How to complete this task:
Nothing outside the range is wanted. Repeat exactly the lines below from the one with "Target: silver sedan car" through the one with "Q: For each instance of the blurred background in".

(Given records)

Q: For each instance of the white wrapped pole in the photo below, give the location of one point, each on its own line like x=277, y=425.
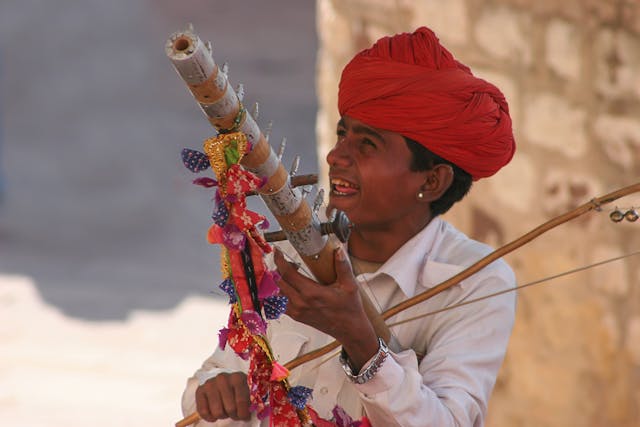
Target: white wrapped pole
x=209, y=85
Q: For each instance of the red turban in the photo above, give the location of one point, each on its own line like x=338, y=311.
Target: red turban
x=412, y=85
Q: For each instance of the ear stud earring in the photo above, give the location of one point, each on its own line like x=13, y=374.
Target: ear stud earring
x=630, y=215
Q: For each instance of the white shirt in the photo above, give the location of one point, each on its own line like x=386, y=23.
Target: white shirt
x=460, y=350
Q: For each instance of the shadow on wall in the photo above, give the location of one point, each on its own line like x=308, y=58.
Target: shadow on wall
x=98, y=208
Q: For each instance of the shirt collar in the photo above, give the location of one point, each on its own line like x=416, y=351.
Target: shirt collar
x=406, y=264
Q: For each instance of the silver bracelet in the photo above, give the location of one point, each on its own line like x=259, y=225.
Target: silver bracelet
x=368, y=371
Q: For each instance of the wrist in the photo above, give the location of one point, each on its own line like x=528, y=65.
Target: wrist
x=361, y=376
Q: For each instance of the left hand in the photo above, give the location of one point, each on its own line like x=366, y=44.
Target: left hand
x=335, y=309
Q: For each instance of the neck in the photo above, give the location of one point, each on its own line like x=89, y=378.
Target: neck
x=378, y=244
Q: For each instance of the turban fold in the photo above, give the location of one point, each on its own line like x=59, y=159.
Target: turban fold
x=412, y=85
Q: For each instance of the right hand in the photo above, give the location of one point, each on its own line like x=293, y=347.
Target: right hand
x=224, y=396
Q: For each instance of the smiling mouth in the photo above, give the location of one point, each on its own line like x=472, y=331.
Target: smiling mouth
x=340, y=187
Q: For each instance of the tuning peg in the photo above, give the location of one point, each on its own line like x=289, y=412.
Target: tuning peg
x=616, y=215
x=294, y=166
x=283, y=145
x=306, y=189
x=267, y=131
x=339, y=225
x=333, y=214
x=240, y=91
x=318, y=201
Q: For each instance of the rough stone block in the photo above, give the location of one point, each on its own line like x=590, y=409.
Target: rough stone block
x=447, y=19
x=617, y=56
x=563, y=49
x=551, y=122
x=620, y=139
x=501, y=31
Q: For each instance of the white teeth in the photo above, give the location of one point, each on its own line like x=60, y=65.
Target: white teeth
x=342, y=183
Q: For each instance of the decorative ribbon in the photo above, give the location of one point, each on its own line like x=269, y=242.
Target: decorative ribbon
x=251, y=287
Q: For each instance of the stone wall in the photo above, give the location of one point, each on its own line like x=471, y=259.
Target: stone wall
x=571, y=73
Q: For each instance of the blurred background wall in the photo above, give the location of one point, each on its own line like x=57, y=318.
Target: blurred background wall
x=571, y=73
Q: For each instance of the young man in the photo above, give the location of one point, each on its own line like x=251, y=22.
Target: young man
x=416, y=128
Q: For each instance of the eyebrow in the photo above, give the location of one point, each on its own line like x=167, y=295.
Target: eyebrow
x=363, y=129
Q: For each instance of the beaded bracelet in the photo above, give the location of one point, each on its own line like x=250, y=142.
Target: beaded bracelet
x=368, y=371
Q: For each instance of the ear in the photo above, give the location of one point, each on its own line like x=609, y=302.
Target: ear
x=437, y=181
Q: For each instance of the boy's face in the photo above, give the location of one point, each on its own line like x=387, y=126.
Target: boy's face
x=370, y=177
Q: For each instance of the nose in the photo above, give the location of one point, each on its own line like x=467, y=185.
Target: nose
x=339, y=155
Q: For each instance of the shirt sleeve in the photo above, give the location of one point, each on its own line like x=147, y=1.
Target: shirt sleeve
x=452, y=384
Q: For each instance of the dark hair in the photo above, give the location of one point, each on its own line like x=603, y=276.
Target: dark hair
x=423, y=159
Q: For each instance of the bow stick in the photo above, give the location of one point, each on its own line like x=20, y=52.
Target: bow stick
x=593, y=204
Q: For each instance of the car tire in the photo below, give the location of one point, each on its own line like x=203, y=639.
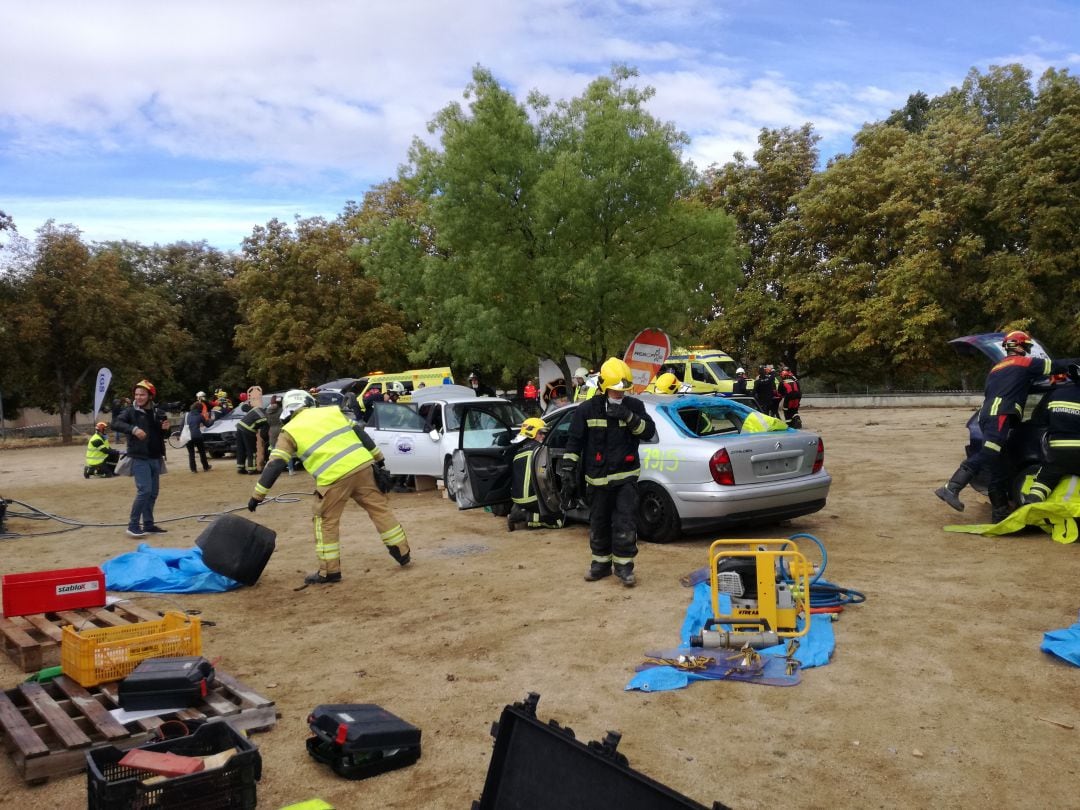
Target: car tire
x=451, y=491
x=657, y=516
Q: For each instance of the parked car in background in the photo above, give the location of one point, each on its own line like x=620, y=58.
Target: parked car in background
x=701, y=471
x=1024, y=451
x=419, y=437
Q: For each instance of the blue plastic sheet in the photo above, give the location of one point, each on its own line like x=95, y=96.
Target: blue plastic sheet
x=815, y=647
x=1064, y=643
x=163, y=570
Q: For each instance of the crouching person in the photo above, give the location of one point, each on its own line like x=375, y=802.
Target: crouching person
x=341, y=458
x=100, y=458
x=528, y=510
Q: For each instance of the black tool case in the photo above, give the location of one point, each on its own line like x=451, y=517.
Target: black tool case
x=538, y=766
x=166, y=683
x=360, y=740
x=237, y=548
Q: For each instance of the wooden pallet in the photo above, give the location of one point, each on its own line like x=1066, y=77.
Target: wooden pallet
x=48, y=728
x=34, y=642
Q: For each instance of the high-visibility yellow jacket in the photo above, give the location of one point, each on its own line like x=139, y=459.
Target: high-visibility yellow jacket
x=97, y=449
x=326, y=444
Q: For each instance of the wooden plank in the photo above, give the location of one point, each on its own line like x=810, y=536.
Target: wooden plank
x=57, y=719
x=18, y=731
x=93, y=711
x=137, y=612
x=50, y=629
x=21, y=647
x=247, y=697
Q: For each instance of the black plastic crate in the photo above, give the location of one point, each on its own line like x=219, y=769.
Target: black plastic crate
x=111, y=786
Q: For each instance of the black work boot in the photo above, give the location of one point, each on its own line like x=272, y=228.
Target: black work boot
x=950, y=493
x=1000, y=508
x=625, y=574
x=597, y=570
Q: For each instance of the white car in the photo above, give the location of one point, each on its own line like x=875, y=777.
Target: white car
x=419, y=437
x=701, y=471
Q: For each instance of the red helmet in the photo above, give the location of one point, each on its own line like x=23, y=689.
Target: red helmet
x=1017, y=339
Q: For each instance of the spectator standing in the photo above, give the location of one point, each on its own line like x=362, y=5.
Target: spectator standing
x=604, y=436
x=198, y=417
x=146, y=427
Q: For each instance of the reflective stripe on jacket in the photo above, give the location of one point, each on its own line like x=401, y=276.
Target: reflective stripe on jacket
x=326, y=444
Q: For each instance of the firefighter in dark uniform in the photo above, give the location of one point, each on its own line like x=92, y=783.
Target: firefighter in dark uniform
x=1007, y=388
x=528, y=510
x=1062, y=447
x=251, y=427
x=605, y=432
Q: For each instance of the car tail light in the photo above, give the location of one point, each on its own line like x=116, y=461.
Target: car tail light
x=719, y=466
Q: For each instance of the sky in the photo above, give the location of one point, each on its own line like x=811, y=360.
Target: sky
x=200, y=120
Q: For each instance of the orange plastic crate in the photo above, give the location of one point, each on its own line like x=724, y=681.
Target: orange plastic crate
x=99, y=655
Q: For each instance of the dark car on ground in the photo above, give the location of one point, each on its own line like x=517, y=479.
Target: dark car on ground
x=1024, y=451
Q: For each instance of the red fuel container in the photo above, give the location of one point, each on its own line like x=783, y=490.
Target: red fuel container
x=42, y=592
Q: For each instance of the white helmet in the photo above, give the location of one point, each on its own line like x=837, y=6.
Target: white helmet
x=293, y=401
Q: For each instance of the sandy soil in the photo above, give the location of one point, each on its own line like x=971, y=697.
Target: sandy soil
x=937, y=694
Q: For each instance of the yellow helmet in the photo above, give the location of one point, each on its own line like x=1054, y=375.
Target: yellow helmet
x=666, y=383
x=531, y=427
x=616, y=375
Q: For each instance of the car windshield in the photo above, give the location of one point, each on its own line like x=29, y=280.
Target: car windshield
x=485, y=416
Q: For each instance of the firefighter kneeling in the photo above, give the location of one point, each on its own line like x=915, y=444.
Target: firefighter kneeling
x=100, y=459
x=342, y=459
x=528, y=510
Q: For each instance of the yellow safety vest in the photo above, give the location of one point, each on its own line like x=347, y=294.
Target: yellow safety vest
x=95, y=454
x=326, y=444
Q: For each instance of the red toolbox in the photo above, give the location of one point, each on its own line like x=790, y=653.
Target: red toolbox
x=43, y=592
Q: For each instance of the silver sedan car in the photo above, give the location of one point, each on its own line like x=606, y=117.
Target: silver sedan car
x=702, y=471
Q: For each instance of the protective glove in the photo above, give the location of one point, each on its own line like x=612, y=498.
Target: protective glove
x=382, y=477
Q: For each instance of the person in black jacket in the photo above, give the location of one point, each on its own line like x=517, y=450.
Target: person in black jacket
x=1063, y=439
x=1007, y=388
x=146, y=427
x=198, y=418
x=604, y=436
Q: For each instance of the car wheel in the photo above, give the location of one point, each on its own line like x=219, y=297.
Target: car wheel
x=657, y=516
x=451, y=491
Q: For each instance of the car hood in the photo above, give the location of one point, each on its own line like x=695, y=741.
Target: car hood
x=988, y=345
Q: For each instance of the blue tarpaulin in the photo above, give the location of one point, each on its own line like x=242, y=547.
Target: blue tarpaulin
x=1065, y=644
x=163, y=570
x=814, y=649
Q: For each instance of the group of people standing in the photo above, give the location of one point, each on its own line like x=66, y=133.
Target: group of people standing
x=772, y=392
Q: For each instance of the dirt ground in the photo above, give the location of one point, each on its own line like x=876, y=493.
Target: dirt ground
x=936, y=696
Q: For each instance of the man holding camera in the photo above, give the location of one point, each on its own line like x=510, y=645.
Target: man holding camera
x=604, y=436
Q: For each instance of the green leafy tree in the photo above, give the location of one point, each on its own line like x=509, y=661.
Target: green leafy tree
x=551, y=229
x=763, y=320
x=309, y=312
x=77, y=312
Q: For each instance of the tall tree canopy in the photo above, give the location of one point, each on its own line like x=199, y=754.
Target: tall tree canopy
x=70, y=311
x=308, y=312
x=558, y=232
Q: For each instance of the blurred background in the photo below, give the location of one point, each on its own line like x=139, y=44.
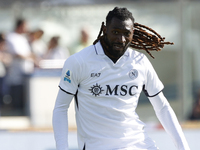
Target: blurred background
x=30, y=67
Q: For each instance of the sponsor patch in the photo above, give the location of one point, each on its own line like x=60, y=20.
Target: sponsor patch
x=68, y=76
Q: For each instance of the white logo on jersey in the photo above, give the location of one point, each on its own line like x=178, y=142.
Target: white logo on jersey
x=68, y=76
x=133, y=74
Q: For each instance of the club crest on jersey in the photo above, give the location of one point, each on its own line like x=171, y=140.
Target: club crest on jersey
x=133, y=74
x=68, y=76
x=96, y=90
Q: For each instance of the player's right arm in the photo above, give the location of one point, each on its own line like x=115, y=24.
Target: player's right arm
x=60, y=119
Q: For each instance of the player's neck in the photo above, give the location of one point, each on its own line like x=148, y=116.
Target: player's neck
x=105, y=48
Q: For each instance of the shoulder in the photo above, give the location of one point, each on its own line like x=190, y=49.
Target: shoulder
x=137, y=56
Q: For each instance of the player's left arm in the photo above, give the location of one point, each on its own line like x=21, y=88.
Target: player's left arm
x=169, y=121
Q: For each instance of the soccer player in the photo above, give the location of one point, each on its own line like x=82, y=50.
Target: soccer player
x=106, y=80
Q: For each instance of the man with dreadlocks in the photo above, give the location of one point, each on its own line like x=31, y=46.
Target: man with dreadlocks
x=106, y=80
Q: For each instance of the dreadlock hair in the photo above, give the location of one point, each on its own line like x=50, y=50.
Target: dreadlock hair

(End Given records)

Task output:
Target: silver sedan car
x=702, y=471
Q: For each instance of the protective glove in the photo above, give the location of one point, each on its own line like x=612, y=498.
Target: protective glove
x=382, y=477
Q: For each instance of the person in black jacket in the photo above, give the location of one point, each on its own line like x=517, y=450.
Target: person in black jacket
x=1063, y=439
x=1007, y=388
x=146, y=427
x=198, y=418
x=604, y=436
Q: For each instance of the car wheel in the photo above, give the location of one point, each on its own line like x=219, y=297.
Target: car wheel
x=657, y=516
x=451, y=491
Q: For each instance of the car hood in the photo above, give the location of one point, each on its own line like x=695, y=741.
Target: car hood
x=988, y=345
Q: For each instance of the blue tarpaulin in the photo above, give the location of one point, each on its own line like x=242, y=547.
Target: blue tarpaulin
x=1065, y=644
x=163, y=570
x=814, y=649
Q: For each instance of the group of people standing in the photo above, give the location of one point, each on its own line like x=66, y=133.
Target: group of people standing
x=772, y=392
Q: For each instance of the dirt ground in the photo above, give the location of one point, each on its own line like x=876, y=493.
Target: dirt ground
x=936, y=696
Q: For each instance of the man holding camera in the photo above, give the location of one point, each on its own line like x=510, y=645.
Target: man holding camera
x=604, y=436
Q: For each instance of the green leafy tree in the photo above, give the location of one point, each on its own line like x=509, y=661.
Target: green leafy tree
x=551, y=229
x=763, y=320
x=309, y=312
x=77, y=312
Q: For each instance of the tall tree canopy in the photo above, give the location of one point, each on its own line like x=199, y=754.
Target: tall tree canopy
x=70, y=311
x=308, y=312
x=558, y=232
Q: For each instance of the blurred background in the photo below, give the location of one point, each on its own line like x=139, y=44.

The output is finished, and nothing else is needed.